**Text to read:**
(begin)
# Pig Feeder Plans



## GW Farms (May 1, 2006)

I'm looking for pictures of what folks are using as a feeder for their pigs. We use a six foot long trough which works great ..... once you actually get the feed in the trough. The battle comes in getting the feed in the trough without getting wrestled to the ground by the hungry porkers. So we're looking for pictures of what different folks use or plan to use and maybe some comments on what seems to work best for them.


----------



## Feathers-N-Fur (Dec 17, 2007)

We use hot water heaters cut in half length ways. We put them by the fence for the sows for 2 reasons. First, you can feed without actually getting in the pen. Second, if they push each other around too much, they hit the hot wire on the fence. They quickly learn not to be so pushy around their troughs. We currently have 2 halves for the 3 sows. 
The boar has an old stainless steel kitchen sink with a wooden box that it sits in for added weight. 
The 4H piglets have 2 water heater halves that have been raised up about 2 feet off the ground so they work their hams and shoulders when they eat. No hot wire by their feed though.


----------



## Rogo (Jan 1, 2006)

I use horse feeders. The bottom is an inch or two off the ground. I free choice feed and the critters roam free, so it's pretty peaceful around here.


----------



## severtki (Jul 6, 2008)

Any other ideas out there? We have used the round horse feeders -- just set on the ground, but they inevitably flip it over and waste a lot. (We only have two pigs...) Any ideas of how to secure it with an easy release for cleaning?

k


----------



## Jaclynne (May 14, 2002)

We currently use a 4 ft long trough that is made of wood. It is just a V configuration with solid ends that serve as the feet also. It is next to the fence panel. It works for now, but is hard to fill since the pigs are in the way.
(end)
**Your tasks:**
- A) Using the pig feeder thread, list every kind of feeder that a poster says they use or have used, with the poster's name for each.
- B) Say whether each statement agrees with the pig feeder thread, answering yes or no and quoting the words that decide it.
(i) Feathers-N-Fur keeps a hot wire near the 4H piglets' feed.
(ii) Rogo's animals roam free.
(iii) severtki has three pigs.
- C) In the pig feeder thread, how far off the ground are the 4H piglets' water heater halves raised?

**Extracted information:**
(begin)
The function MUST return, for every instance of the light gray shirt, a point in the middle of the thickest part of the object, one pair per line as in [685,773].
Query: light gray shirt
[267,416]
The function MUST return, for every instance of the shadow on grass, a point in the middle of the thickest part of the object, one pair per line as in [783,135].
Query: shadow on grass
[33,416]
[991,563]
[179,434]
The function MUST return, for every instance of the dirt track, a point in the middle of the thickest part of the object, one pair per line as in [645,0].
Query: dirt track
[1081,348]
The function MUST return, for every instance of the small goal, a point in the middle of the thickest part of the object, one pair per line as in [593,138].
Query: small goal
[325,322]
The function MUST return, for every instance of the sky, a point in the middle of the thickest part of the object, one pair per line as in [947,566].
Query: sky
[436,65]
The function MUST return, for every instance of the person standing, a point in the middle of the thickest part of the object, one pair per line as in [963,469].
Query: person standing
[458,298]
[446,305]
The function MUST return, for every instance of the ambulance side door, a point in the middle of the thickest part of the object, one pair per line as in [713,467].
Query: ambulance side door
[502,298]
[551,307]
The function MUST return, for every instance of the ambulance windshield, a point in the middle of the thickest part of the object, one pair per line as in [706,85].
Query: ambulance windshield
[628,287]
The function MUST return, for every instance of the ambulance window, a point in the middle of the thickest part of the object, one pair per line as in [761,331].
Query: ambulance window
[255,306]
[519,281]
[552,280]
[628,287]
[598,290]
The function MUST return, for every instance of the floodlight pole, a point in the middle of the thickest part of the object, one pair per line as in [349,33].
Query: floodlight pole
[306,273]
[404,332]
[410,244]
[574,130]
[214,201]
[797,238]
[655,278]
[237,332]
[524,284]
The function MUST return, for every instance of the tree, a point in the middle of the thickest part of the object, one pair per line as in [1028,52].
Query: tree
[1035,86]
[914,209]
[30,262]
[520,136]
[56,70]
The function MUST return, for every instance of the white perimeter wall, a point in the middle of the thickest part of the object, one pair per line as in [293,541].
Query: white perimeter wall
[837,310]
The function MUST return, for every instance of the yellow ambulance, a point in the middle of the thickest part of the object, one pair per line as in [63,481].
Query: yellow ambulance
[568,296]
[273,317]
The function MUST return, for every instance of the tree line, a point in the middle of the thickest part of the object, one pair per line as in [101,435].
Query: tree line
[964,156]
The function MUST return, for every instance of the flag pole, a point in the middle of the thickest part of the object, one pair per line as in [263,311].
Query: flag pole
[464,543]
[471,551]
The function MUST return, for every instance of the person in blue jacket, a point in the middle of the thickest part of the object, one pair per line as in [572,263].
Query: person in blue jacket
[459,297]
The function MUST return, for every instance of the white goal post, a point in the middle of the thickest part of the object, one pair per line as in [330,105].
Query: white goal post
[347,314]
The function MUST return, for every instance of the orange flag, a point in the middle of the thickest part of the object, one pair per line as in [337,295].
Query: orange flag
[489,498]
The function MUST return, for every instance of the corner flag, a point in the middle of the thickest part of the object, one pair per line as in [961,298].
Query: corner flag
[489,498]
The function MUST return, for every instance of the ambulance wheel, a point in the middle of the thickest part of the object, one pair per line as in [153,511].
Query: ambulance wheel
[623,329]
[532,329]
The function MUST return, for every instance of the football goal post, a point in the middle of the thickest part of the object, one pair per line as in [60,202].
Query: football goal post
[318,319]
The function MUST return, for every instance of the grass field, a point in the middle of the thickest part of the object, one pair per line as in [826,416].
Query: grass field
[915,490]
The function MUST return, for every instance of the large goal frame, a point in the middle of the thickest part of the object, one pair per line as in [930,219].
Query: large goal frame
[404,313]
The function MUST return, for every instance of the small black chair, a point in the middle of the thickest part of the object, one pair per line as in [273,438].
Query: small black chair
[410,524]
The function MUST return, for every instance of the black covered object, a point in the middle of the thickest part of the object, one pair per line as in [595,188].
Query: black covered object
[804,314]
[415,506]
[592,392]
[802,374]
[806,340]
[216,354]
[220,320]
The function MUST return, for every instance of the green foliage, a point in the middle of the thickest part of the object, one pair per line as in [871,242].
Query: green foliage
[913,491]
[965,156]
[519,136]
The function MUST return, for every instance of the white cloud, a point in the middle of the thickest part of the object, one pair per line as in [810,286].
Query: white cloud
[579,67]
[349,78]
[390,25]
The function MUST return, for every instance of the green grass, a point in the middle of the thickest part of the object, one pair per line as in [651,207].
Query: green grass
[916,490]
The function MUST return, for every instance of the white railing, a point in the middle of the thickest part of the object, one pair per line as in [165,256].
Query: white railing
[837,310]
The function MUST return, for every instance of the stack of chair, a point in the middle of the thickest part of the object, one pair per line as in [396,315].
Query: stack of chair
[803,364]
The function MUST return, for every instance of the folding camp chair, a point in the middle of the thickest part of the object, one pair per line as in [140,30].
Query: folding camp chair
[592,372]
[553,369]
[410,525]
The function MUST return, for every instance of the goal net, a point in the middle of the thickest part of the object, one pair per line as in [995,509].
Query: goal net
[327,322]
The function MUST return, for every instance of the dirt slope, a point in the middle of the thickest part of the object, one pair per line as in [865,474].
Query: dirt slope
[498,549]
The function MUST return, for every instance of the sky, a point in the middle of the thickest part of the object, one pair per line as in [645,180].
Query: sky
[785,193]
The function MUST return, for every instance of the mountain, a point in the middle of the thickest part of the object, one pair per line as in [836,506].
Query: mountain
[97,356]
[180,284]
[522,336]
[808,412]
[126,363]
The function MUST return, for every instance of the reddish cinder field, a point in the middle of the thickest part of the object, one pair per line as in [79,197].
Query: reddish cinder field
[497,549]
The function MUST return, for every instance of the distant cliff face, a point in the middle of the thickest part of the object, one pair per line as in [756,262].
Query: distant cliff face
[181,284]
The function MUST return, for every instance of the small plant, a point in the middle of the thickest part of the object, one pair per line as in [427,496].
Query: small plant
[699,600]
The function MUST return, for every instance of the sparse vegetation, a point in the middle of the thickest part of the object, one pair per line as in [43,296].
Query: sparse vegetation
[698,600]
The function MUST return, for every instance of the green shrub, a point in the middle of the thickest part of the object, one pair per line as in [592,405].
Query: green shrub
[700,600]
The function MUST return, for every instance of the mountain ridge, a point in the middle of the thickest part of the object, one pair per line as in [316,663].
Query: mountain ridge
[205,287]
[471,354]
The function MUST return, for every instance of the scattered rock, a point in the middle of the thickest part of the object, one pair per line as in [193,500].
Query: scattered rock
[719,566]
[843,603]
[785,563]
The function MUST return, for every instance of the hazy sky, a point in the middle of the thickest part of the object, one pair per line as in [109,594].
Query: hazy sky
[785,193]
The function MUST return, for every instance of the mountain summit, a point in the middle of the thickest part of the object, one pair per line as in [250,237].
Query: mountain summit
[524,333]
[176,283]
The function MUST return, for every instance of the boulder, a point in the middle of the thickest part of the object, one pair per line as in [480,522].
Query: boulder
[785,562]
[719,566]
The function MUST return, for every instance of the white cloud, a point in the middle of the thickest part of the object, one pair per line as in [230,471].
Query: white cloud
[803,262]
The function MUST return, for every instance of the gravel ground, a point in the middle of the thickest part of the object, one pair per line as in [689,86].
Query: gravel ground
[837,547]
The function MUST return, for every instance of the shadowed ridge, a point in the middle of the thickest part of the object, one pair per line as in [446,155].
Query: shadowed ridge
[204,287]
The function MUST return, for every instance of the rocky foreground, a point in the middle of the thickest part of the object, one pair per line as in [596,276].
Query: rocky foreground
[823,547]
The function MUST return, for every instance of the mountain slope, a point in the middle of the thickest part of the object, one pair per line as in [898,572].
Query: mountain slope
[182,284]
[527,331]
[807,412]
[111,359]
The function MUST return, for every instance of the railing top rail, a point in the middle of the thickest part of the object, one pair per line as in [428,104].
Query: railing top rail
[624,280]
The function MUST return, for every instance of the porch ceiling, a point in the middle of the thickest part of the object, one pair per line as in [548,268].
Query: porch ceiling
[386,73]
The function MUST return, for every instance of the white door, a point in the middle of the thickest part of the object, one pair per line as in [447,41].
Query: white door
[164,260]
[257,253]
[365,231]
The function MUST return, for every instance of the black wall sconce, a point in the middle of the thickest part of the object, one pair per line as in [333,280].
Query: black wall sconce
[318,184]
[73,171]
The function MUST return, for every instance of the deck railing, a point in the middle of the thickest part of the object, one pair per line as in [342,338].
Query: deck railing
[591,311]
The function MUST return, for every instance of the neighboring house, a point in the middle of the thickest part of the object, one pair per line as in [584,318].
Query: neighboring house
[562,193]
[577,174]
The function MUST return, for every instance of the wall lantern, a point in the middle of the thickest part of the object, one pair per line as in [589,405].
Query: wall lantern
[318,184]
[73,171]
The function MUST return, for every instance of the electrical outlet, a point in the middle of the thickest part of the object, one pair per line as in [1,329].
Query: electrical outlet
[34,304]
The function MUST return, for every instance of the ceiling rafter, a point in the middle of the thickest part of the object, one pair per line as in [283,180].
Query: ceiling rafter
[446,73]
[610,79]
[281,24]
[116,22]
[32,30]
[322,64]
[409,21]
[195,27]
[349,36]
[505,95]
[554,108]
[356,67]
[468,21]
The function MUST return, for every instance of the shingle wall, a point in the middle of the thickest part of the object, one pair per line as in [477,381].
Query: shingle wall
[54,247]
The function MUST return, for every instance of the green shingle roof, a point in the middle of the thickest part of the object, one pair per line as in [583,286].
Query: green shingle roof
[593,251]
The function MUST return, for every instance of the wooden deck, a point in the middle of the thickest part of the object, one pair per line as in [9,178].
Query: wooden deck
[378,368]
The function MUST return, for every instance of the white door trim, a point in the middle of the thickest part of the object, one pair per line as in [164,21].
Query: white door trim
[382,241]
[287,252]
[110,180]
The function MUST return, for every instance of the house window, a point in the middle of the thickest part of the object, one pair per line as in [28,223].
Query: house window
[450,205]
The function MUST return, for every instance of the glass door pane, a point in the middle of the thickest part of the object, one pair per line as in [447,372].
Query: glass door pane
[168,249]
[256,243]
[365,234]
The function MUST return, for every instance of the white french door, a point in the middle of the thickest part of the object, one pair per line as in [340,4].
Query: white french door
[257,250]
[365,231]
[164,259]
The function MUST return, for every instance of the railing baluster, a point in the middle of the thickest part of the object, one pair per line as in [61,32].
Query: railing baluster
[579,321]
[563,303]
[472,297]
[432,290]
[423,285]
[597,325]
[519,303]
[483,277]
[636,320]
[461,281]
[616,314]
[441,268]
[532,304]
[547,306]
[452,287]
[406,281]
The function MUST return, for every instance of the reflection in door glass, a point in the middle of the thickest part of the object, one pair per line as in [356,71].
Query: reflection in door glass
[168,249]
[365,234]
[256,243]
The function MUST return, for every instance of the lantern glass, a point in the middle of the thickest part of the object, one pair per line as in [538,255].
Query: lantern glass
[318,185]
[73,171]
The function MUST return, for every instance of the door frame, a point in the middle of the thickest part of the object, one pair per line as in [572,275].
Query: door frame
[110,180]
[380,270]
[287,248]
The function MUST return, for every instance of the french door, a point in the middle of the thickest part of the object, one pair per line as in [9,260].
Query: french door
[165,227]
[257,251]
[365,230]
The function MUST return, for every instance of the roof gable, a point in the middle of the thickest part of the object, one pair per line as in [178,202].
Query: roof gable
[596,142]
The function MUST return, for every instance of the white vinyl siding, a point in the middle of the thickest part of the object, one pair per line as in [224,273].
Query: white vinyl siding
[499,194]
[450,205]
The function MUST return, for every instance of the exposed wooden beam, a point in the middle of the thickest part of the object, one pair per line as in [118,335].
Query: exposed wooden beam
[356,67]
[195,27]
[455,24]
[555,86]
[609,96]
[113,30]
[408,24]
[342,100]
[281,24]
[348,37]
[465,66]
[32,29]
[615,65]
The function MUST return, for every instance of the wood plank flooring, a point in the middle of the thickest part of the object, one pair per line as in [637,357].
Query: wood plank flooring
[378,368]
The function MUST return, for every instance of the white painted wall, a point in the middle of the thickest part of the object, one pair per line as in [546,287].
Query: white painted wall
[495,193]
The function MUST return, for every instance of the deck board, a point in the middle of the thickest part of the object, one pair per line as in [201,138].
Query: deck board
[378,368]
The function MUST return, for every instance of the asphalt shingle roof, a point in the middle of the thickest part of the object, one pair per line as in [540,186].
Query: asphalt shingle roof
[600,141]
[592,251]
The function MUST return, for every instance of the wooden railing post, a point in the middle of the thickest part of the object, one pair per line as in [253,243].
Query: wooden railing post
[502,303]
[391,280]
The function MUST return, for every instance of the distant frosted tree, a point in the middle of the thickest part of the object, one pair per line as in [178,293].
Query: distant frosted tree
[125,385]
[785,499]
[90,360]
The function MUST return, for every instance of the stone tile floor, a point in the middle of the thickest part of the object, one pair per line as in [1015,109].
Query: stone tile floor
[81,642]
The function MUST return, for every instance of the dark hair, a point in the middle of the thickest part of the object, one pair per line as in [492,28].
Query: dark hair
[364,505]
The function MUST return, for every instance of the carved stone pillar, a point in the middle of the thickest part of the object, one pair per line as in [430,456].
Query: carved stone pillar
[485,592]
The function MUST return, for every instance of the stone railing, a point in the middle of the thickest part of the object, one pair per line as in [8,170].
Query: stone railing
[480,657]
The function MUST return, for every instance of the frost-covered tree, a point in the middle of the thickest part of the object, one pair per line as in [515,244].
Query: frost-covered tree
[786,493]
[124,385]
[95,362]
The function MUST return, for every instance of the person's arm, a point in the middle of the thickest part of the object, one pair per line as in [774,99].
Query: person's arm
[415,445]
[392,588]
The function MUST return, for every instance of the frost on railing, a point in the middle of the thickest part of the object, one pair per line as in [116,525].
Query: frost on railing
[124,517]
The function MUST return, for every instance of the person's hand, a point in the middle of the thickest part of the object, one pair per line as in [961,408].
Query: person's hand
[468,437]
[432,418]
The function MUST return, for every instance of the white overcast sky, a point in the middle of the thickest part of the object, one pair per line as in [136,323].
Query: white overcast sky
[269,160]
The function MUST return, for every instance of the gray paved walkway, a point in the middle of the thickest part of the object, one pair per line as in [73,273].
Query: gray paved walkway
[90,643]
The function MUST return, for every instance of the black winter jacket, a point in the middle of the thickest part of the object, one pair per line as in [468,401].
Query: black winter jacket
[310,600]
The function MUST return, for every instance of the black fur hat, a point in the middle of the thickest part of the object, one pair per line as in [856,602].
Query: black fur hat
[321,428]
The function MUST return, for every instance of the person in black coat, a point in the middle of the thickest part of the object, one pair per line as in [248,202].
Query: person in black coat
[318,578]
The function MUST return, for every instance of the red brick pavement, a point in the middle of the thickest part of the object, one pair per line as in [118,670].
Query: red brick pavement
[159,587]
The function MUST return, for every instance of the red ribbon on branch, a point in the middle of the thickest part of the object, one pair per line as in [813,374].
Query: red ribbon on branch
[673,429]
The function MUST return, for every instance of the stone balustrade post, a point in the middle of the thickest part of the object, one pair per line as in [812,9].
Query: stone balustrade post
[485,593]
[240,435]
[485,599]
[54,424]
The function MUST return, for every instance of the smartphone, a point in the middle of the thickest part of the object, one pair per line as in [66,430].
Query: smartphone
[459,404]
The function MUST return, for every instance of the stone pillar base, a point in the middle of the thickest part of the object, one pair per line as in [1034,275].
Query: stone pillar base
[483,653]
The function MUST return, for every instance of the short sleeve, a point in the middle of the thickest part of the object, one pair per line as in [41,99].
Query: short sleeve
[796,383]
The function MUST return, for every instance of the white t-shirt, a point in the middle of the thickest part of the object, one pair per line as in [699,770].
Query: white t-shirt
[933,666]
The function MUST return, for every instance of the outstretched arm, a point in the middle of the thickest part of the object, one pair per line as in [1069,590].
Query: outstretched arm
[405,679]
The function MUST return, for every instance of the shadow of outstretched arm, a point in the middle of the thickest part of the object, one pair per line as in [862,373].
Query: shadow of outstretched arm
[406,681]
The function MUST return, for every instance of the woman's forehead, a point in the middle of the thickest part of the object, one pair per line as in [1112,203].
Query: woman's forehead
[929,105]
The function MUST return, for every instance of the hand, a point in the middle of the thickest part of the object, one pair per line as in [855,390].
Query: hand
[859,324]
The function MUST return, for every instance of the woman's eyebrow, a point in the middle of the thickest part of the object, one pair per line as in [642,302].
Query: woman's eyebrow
(end)
**The solutions:**
- A)
- GW Farms: a six foot long trough
- Feathers-N-Fur: hot water heaters cut in half length ways
- Feathers-N-Fur: an old stainless steel kitchen sink set in a wooden box
- Rogo: horse feeders
- severtki: round horse feeders set on the ground
- Jaclynne: a 4 ft long wooden trough

- B)
(i) No: "No hot wire by their feed though."
(ii) Yes: "I free choice feed and the critters roam free"
(iii) No: "We only have two pigs..."

- C) About 2 feet.